■ **Requirement**: Pick up the forum thread about the Facebook page and continue it from its final sentence.

--- Start of Document ---

This could be a good thing to come out of FB.


----------



## blam (Feb 18, 2011)

watched it this morning as it was all over the radio... very interesting stuff.


----------



## sulphur (Jun 2, 2011)

This is raising awareness. There are 1.3 million likes on the FB page.

Sorry if this spoils your FB experience, but I can't see this as being a bad thing.

If this scumbag does end up being brought down, is that so bad?


----------



## blam (Feb 18, 2011)

it seems i failed to read the OP.

to the OP, if you're sick of seeing it on facebook, don't go on facebook. I have seen this posted 2x today. here and on another forum I frequent. 

I stopped using facebook for similar reasons. I got sick of seeing stuff I didn't care about. simple solution if you ask me.

now you are complaining about seeing this posted on facebook and you go and post about it on a public forum...is that any diffferent? I think not.

--- End of Document ---
--- Start of Data lines ---

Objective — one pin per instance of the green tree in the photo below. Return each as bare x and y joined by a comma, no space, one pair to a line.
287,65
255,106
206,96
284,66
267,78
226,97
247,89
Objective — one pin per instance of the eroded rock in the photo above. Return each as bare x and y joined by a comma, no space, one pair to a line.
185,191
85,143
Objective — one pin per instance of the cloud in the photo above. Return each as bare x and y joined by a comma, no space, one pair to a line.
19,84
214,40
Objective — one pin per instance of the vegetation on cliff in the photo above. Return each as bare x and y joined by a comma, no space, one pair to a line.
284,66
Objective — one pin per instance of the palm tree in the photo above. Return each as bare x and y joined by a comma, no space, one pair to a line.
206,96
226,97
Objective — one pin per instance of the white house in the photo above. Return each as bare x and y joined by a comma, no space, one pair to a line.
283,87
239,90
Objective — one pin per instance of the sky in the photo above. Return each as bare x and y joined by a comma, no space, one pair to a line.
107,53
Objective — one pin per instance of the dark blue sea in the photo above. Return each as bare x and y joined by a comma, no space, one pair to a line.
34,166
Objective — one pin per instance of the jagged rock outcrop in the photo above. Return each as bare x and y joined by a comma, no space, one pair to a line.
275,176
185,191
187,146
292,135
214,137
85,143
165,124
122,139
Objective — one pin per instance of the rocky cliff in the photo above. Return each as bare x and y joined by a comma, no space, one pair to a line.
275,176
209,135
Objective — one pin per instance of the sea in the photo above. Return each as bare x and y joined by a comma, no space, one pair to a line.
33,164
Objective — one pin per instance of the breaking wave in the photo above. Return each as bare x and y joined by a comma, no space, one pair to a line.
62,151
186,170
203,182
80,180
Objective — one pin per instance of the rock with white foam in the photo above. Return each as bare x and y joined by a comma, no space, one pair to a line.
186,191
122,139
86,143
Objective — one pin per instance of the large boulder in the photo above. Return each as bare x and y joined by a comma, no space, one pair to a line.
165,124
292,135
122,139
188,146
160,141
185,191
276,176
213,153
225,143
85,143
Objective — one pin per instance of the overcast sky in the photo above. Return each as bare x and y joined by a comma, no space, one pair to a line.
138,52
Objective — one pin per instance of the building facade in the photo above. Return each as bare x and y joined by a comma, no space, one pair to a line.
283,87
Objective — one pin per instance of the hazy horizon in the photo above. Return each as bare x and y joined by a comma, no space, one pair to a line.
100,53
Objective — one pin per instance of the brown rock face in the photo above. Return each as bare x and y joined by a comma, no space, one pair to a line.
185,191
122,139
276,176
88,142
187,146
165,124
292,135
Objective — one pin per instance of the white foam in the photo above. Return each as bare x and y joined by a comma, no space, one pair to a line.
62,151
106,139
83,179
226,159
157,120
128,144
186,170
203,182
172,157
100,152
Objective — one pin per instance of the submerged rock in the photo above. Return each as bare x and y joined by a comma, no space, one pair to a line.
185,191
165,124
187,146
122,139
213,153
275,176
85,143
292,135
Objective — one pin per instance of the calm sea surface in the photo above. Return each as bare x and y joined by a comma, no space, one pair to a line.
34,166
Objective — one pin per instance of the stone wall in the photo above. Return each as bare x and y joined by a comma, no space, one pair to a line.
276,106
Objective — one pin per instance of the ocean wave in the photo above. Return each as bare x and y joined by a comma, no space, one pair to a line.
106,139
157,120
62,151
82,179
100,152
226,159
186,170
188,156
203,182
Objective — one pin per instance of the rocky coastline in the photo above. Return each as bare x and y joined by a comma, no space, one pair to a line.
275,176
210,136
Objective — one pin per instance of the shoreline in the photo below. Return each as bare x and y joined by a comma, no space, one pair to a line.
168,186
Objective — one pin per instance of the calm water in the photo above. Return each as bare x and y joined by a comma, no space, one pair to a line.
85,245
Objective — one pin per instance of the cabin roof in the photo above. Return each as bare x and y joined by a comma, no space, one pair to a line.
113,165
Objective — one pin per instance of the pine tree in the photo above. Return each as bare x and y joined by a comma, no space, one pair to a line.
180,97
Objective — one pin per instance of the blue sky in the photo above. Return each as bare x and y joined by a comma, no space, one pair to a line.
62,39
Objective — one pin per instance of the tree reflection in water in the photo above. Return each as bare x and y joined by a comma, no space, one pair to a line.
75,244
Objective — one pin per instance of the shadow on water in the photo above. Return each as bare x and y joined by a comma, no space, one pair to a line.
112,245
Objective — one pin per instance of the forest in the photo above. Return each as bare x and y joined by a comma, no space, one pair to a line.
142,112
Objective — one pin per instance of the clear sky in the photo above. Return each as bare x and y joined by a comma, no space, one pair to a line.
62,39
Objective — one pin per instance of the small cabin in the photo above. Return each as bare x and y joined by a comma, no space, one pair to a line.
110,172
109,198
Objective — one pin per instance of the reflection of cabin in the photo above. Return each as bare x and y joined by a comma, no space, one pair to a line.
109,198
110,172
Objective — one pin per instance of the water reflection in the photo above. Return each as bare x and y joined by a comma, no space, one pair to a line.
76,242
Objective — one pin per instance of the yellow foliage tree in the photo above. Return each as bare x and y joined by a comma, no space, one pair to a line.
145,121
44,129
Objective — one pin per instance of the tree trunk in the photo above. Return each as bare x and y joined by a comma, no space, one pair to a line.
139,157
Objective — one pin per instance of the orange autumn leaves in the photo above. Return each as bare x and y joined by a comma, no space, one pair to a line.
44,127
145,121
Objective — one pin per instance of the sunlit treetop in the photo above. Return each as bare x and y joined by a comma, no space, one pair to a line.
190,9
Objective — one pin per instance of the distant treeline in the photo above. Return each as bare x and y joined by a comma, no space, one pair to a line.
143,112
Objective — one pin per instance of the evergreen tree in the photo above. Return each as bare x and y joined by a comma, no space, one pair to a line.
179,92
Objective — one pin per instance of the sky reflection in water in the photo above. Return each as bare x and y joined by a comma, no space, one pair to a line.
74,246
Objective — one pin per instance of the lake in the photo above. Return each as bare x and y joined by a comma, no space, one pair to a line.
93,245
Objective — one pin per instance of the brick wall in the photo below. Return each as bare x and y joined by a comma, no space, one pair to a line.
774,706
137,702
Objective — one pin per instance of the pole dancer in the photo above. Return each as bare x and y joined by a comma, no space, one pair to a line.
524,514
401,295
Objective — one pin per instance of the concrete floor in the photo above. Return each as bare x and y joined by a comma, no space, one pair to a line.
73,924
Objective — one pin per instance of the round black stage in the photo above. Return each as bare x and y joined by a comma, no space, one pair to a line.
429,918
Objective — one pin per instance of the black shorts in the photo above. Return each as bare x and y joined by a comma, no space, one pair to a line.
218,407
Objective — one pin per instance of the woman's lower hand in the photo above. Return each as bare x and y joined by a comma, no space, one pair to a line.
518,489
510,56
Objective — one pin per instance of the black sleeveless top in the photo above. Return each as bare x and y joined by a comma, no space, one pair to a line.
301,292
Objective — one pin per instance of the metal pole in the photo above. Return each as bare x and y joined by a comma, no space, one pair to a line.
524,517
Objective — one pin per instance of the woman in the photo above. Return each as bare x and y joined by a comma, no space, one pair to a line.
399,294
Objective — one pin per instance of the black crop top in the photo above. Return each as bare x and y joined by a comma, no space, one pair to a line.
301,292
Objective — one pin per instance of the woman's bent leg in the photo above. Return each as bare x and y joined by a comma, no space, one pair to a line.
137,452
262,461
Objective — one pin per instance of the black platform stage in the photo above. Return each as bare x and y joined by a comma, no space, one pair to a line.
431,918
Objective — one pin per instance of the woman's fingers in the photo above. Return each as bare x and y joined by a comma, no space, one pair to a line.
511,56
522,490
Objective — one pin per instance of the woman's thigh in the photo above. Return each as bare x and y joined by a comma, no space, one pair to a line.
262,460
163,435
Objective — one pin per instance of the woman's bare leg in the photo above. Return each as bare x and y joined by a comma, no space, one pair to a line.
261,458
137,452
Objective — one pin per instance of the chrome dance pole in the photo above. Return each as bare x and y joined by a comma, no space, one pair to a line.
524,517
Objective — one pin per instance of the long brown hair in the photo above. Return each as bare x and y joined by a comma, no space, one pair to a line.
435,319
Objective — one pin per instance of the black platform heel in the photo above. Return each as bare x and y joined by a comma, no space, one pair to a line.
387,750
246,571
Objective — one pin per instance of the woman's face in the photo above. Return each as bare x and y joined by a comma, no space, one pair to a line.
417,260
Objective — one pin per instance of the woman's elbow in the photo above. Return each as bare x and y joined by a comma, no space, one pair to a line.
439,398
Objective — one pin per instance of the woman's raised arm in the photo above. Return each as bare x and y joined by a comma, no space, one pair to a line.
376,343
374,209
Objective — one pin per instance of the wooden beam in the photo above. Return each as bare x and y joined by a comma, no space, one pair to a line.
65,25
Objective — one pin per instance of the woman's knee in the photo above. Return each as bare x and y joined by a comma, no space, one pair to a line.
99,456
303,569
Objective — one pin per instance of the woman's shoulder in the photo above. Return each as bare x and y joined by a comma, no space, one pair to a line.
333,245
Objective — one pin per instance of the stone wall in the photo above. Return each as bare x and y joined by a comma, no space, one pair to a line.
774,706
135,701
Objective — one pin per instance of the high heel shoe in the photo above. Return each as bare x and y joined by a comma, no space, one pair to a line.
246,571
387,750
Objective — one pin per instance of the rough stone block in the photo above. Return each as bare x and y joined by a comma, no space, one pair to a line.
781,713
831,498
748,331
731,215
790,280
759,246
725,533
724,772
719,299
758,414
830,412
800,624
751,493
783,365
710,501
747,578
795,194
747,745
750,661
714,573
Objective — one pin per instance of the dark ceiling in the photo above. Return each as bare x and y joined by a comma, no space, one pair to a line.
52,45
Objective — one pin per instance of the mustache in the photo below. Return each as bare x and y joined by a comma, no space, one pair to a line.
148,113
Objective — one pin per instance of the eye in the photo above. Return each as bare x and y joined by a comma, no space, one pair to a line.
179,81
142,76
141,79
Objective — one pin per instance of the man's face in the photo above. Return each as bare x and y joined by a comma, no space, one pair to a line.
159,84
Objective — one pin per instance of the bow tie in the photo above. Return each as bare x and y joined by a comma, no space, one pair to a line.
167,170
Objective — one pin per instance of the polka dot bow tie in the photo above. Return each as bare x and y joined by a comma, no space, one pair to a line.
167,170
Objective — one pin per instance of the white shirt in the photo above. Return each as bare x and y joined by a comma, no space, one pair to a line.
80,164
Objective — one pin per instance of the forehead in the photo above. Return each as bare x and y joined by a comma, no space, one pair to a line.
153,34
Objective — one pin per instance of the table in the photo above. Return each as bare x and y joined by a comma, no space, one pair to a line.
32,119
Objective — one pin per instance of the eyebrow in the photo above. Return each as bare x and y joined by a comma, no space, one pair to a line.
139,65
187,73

--- End of Data lines ---

■ **Output**:
----------



## cheezyridr (Jun 8, 2009)

mike_oxbig said:


> Damnit he probably stole my unicef money too, that bastard!


i lol'd. no matter what anyone says one way or the other, that part was funny.


----------



## keto (May 23, 2006)

As a non-facebooker, I lasted about a minute and a half. There was nothing yet about the subject matter. I bailed.


----------



## 10409 (Dec 11, 2011)

blam said:


> it seems i failed to read the OP.
> 
> to the OP, if you're sick of seeing it on facebook, don't go on facebook. I have seen this posted 2x today. here and on another forum I frequent.
> 
> ...


After giving it some thought, It's not this incident in particular that's bothering me, it's every stupid little dramatic trend that gets a few days of recognition that people think will be the end of the world if someone doesn't do something, but nobody wants to do anything except pass on the message that someone should do something.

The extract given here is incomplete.